Work required -
Can you retype, character for character, the lines in the entries from the line with "Please trace the outline of every instance of the wooden post." up to and including the line with "[[[10,134],[0,134],[0,166],[13,166]]]"?

--- BEGIN Data extract ---

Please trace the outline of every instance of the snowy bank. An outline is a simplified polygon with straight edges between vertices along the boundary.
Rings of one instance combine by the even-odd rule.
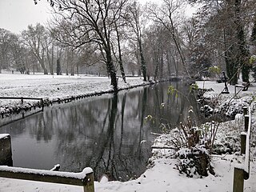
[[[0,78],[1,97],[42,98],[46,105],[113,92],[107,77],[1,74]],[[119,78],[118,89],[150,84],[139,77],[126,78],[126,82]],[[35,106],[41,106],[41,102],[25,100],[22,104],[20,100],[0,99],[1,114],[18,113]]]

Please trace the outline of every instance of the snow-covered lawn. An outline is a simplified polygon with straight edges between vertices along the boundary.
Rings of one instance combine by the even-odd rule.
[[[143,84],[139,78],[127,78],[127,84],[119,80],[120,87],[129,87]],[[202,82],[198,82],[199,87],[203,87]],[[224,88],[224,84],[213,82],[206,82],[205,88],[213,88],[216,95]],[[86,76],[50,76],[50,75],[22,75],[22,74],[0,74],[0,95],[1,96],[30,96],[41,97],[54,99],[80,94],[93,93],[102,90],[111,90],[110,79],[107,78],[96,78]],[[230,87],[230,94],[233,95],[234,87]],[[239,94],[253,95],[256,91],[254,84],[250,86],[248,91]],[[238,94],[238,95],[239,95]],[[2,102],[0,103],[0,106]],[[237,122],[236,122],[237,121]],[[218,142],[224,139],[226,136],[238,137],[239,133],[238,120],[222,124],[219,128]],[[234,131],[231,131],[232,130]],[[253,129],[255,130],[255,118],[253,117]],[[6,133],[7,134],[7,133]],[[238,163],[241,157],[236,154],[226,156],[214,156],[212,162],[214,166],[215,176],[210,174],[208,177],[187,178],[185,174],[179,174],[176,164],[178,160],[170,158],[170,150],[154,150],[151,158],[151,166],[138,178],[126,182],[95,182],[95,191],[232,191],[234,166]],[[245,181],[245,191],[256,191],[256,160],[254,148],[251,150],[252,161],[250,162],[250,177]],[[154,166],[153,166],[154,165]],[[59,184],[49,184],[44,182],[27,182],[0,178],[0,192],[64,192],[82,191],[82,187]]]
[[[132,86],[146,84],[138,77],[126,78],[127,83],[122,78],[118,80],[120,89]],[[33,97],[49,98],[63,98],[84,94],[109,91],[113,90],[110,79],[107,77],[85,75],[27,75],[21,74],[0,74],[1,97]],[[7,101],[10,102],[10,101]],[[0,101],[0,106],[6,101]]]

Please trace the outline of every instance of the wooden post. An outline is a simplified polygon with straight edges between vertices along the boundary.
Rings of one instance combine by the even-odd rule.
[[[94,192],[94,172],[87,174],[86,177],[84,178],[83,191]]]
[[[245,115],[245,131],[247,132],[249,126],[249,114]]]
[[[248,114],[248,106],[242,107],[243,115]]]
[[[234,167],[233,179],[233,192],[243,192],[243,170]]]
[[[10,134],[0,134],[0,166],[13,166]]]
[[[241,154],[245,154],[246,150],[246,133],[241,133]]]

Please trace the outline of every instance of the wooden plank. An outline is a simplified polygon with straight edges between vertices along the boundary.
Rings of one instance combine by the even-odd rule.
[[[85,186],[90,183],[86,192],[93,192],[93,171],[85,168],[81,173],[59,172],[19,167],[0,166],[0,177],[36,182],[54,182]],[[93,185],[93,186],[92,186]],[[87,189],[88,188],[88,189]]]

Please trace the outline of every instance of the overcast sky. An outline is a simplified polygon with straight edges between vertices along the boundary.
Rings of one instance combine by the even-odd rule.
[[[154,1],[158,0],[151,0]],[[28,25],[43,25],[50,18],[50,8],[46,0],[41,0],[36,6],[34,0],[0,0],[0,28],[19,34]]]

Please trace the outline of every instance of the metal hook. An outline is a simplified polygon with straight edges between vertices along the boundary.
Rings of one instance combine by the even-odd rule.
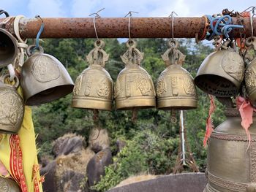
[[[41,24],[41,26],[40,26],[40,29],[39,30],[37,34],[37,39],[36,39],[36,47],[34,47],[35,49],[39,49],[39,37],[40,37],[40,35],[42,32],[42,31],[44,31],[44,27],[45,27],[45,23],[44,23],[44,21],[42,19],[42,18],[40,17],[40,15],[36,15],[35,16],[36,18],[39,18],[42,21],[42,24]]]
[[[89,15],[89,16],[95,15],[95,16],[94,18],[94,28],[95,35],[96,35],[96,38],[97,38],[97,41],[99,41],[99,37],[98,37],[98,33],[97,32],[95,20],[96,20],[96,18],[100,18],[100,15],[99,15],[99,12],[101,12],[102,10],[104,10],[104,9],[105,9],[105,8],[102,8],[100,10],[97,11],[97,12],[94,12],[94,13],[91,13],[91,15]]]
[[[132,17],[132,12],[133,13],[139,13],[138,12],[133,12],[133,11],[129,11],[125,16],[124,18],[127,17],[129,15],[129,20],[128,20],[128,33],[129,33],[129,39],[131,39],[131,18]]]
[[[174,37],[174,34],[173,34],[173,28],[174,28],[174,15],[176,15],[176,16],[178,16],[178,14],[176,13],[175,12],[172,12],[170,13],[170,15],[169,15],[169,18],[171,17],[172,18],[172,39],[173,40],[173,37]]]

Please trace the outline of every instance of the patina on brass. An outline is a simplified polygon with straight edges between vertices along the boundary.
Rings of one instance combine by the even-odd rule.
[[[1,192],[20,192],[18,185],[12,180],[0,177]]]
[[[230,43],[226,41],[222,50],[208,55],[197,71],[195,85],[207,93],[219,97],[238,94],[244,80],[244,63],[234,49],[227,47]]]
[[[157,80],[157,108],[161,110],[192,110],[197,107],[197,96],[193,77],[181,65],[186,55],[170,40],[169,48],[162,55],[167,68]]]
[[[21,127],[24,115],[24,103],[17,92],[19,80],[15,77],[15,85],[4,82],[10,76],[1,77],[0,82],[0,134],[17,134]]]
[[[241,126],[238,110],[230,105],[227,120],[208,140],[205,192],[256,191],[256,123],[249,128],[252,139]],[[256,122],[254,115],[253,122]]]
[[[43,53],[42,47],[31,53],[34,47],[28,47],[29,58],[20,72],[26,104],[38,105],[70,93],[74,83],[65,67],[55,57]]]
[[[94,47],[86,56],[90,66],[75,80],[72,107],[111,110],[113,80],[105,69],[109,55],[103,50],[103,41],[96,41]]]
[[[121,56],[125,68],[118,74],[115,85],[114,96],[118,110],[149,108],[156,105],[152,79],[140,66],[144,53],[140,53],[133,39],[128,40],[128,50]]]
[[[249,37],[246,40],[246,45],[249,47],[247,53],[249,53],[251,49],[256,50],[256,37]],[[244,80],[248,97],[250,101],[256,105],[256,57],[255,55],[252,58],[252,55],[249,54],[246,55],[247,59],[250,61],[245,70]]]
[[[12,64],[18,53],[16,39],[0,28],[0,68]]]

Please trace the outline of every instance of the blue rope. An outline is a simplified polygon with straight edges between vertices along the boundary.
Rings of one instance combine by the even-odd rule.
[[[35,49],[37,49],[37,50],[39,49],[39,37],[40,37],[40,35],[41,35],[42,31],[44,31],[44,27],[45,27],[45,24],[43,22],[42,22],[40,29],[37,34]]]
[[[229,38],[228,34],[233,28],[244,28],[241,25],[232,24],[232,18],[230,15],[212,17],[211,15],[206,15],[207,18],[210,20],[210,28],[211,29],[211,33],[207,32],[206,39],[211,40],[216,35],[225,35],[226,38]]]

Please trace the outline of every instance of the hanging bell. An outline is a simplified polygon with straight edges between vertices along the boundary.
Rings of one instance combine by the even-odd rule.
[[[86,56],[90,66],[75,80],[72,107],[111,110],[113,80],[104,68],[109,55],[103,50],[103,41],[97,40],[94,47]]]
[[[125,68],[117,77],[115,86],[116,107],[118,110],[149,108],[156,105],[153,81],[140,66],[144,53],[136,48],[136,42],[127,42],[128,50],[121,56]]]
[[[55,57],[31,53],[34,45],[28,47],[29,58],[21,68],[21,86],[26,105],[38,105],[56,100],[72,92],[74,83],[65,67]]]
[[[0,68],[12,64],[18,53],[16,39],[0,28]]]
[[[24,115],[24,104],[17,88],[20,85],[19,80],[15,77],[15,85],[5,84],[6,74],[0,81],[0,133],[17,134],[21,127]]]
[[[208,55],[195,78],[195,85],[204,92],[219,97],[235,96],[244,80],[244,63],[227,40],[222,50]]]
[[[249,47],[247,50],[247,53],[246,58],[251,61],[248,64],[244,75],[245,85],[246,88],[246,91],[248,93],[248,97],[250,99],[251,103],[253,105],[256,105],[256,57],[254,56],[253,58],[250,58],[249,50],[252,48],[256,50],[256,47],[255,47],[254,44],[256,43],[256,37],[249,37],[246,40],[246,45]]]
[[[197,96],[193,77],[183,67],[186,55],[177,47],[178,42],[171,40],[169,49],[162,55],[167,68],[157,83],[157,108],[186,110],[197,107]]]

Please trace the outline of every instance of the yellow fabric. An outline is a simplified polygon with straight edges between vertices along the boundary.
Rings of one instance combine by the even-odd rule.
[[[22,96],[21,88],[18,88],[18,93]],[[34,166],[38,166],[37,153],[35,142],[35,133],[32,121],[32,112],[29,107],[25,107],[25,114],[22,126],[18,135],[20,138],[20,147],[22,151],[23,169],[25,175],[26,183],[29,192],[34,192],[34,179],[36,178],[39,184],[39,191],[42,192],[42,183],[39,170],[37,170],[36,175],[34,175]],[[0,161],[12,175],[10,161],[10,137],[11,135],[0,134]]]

--- END Data extract ---

Written answer -
Please trace the outline of every instance of the wooden post. An outline is a simplified polygon with straight edges between vertices along the boundary.
Rings of one instance combine by the even-odd rule.
[[[94,192],[94,172],[87,174],[86,177],[84,178],[83,191]]]
[[[245,115],[245,131],[247,132],[249,126],[249,114]]]
[[[248,114],[248,106],[242,107],[243,115]]]
[[[234,167],[233,179],[233,192],[243,192],[243,170]]]
[[[10,134],[0,134],[0,166],[13,166]]]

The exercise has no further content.